▶ _The problem_: Reproduce the full listing below unchanged, apart from the pictures.
━━━━━ Data
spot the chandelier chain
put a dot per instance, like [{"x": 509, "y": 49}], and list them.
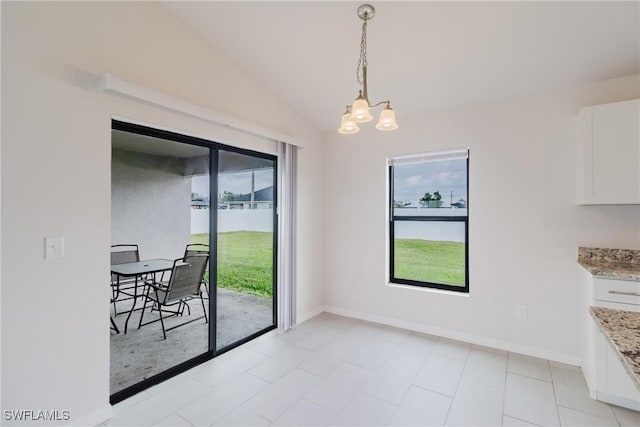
[{"x": 362, "y": 61}]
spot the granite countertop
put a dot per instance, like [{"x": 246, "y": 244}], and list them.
[
  {"x": 623, "y": 330},
  {"x": 611, "y": 263}
]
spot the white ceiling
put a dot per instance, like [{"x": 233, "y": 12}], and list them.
[{"x": 422, "y": 55}]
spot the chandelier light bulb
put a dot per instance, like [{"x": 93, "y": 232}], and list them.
[
  {"x": 347, "y": 125},
  {"x": 359, "y": 111},
  {"x": 387, "y": 120}
]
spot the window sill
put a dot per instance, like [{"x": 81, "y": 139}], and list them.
[{"x": 425, "y": 289}]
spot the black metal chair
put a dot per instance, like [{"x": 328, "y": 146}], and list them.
━━━━━━━━━━
▶ _Result of the task_:
spot the chandelier chain
put a dot per instance, like [{"x": 509, "y": 49}], and list them.
[{"x": 362, "y": 61}]
spot the granite countertop
put a dot per instance, like [{"x": 246, "y": 244}], and list them.
[
  {"x": 623, "y": 330},
  {"x": 611, "y": 263}
]
spot the white ceiling
put a dot per instance, like [{"x": 233, "y": 12}], and list them.
[{"x": 422, "y": 55}]
spot the chandelier light bulb
put a dot per instance, like [{"x": 93, "y": 232}], and list them.
[
  {"x": 347, "y": 125},
  {"x": 359, "y": 111},
  {"x": 387, "y": 120}
]
spot the window sill
put a dot per instance, like [{"x": 81, "y": 139}], and list them.
[{"x": 425, "y": 289}]
spot the black metal chair
put a dot per instance, like [{"x": 328, "y": 146}], and list them.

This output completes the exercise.